__Task prompt__: Turn every line of the data below into a numbered list. Skip blank lines and leave the pictures out.

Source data
[Start]
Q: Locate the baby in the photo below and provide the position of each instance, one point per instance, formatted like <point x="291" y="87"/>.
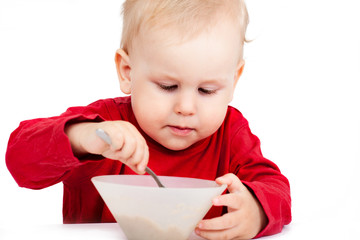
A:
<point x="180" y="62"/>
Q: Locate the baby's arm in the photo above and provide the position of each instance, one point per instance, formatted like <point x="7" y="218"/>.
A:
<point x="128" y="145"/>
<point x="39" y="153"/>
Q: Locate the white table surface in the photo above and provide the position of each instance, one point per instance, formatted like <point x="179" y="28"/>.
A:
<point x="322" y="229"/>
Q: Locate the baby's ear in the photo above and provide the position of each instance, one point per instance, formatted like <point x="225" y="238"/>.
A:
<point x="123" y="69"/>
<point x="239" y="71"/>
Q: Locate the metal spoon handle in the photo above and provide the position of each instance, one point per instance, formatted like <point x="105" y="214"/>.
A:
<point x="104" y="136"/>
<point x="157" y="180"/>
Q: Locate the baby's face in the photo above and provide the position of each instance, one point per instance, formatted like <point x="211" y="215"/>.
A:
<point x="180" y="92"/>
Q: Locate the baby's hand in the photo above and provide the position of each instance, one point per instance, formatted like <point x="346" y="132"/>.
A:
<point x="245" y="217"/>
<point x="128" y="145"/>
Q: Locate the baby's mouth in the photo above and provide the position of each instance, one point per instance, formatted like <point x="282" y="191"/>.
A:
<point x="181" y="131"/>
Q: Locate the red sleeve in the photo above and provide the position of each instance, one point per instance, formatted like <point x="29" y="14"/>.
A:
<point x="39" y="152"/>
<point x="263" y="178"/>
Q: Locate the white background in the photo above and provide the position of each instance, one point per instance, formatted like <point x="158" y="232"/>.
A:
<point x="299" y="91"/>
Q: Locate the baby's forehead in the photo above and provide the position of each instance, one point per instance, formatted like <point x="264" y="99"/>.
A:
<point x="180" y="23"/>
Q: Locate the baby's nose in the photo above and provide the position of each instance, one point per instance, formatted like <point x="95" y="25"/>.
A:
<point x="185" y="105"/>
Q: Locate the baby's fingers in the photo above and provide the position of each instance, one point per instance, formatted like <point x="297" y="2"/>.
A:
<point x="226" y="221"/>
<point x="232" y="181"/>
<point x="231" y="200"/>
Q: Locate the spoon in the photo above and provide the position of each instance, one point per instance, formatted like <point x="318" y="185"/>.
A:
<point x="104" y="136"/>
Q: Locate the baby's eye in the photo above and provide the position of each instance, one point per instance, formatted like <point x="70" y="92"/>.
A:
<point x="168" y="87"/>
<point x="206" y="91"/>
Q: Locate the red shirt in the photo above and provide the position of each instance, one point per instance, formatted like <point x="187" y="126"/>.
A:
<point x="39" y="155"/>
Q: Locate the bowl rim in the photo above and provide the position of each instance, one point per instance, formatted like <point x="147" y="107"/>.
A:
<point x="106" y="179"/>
[End]
__The answer__:
1. Q: Locate the baby in the photo below and provide the position of each instance, one point per instance, formatted like <point x="291" y="87"/>.
2. A:
3. <point x="180" y="62"/>
4. Q: Locate the baby's arm in the photo above and provide the position of each instance, one point per instance, formatted like <point x="7" y="218"/>.
5. A:
6. <point x="128" y="145"/>
7. <point x="39" y="153"/>
8. Q: Locate the white table surface in the photo above and provide the position of each instance, one point per instance, formatted like <point x="179" y="28"/>.
9. A:
10. <point x="322" y="229"/>
11. Q: Locate the baby's ear in the photo above and provide the position of each instance, one point per instance, formatted like <point x="225" y="238"/>.
12. A:
13. <point x="123" y="69"/>
14. <point x="239" y="71"/>
15. Q: Locate the metal spoon handle in the photo above and provide the position of each instance, one point per instance, formatted like <point x="105" y="214"/>.
16. A:
17. <point x="104" y="136"/>
18. <point x="157" y="180"/>
19. Q: Locate the baby's face in the photo above and provide the position of each instance, one point per instance, formatted like <point x="211" y="215"/>.
20. A:
21. <point x="180" y="92"/>
22. Q: Locate the baby's hand in the photo above and provide the position of each instance, one point per instance, formatted like <point x="346" y="132"/>.
23. A:
24. <point x="245" y="217"/>
25. <point x="128" y="145"/>
26. Q: Locate the baby's mouth in the photo above and provide the position of each instance, one point per instance, formatted like <point x="282" y="191"/>.
27. A:
28. <point x="181" y="131"/>
29. Q: Locate the red sleeve in the photo above and provide the position of each instance, one point per instance, formatted like <point x="29" y="14"/>.
30. A:
31. <point x="39" y="152"/>
32. <point x="263" y="178"/>
33. Q: Locate the white background in the photo above and provide the position of each instance, one point per instance, formatted like <point x="158" y="232"/>.
34. A:
35. <point x="299" y="91"/>
36. Q: Locate the baby's forehead in the photo above and provide the position of each instance, one point per instance, formatted like <point x="264" y="99"/>.
37. A:
38. <point x="180" y="23"/>
39. Q: Locate the baby's nose in the photo above and provide the position of each instance, one point per instance, formatted like <point x="95" y="25"/>.
40. A:
41. <point x="185" y="105"/>
42. Q: Locate the baby's fingers in the photo above and provide the position of each instance, one point per instance, formatted like <point x="297" y="2"/>.
43. A:
44. <point x="226" y="221"/>
45. <point x="232" y="181"/>
46. <point x="231" y="200"/>
47. Q: Locate the spoon in the photo above and provide the position of each instance, one point per instance, formatted like <point x="318" y="185"/>.
48. A:
49. <point x="104" y="136"/>
50. Q: Locate the baby's eye in the photo above and provide the position of each instance, one point per instance, formatted like <point x="70" y="92"/>.
51. A:
52. <point x="168" y="87"/>
53. <point x="206" y="91"/>
54. Q: Locate the red shirt in the photo above and provide the position of each instance, one point per instance, formatted like <point x="187" y="126"/>.
55. A:
56. <point x="39" y="155"/>
57. Q: Locate the bowl rim in the photo above and provide the position of each instance, one point per instance, formatted like <point x="147" y="107"/>.
58. A:
59. <point x="106" y="179"/>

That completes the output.